§ **EXERCISE GOAL**
Update the lines below by replacing every "stone" with "brick" and leaving everything else as it is.
────
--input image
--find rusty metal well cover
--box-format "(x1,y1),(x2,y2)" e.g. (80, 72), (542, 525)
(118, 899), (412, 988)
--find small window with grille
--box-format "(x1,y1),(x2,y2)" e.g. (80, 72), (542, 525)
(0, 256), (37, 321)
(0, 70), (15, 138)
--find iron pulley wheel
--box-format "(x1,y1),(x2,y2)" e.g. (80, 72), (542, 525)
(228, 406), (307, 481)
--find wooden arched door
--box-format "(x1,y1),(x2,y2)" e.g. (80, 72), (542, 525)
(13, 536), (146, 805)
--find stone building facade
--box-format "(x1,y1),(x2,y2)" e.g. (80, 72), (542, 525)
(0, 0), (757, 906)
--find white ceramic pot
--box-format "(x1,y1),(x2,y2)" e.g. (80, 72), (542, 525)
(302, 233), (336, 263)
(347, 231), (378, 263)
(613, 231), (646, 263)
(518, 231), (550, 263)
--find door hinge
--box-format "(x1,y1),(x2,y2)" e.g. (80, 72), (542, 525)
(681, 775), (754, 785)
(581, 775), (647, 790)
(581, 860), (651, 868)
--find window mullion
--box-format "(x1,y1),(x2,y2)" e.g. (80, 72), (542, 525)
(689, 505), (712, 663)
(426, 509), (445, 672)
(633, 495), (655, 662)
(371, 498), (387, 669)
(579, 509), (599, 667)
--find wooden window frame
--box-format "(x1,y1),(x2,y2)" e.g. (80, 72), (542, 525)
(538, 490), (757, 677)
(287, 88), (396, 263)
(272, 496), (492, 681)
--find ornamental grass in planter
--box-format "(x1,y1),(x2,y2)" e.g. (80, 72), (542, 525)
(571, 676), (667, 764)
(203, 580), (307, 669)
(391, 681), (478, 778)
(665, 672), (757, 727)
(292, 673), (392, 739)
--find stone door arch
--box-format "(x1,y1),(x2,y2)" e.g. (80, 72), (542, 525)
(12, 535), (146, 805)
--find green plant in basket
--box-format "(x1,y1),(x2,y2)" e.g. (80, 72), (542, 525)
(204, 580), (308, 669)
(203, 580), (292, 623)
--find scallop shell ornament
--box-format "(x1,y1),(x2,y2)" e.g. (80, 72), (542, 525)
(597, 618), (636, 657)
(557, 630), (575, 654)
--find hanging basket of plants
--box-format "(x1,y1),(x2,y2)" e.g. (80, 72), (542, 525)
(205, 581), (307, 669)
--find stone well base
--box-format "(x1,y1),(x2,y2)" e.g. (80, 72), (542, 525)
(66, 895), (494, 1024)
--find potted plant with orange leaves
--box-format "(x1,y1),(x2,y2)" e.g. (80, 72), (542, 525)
────
§ **REPLY**
--input image
--find rusty metal well cover
--box-format "(x1,y1),(x2,y2)" e.g. (80, 72), (542, 525)
(118, 899), (412, 988)
--find small window with grille
--box-format "(x1,y1),(x2,y2)" e.g. (80, 72), (542, 525)
(0, 256), (37, 321)
(0, 70), (15, 138)
--find iron pulley wheel
--box-format "(x1,y1),(x2,y2)" e.g. (80, 72), (542, 525)
(228, 406), (307, 481)
--find wooden arched door
--box-format "(x1,y1),(x2,y2)" e.g. (80, 72), (542, 525)
(13, 536), (146, 805)
--find brick building facade
--box-format "(x1,y1),(x2,y2)" e.g. (80, 72), (542, 525)
(0, 0), (757, 906)
--find white ceramic pot
--box-format "(x1,y1),(x2,y2)" e.g. (80, 72), (542, 525)
(302, 233), (336, 263)
(347, 231), (378, 263)
(613, 231), (646, 263)
(518, 231), (550, 263)
--find door hinge
--box-format "(x1,y1),(x2,y2)" e.g. (80, 72), (542, 525)
(681, 775), (754, 785)
(581, 775), (647, 790)
(581, 860), (651, 868)
--find window mullion
--box-format "(x1,y1),(x2,y2)" e.g. (80, 72), (542, 525)
(689, 505), (712, 663)
(426, 509), (445, 672)
(633, 495), (655, 662)
(371, 498), (387, 669)
(579, 509), (599, 667)
--find wooden window frame
--box-format "(x1,y1),(x2,y2)" e.g. (80, 72), (542, 525)
(538, 490), (757, 677)
(287, 88), (396, 263)
(272, 496), (492, 681)
--find ornamental grass in planter
--box-format "(x1,y1),(x2,y2)" e.g. (80, 72), (542, 525)
(571, 676), (667, 764)
(203, 580), (307, 669)
(391, 681), (478, 778)
(665, 672), (757, 727)
(292, 673), (392, 739)
--find brick door arch
--box-format "(x1,y1),(x2,y2)" e.g. (80, 72), (542, 525)
(12, 535), (146, 805)
--find green plant in basket
--box-format "(x1,y1),(x2,y2)" e.g. (80, 72), (542, 525)
(204, 580), (308, 669)
(203, 580), (292, 623)
--find scallop shell ornament
--box-format "(x1,y1),(x2,y2)" e.g. (80, 72), (542, 525)
(597, 618), (636, 657)
(557, 630), (575, 654)
--find hanging basket of plants
--box-format "(x1,y1),(x2,y2)" e.g. (80, 72), (542, 525)
(205, 581), (307, 669)
--find brick well base
--box-format "(x1,y1),(x2,y2)" e.g. (80, 72), (542, 525)
(66, 895), (494, 1024)
--find potted plant with orange leaves
--box-format "(x1,y1),(x2,y2)" e.g. (80, 72), (542, 525)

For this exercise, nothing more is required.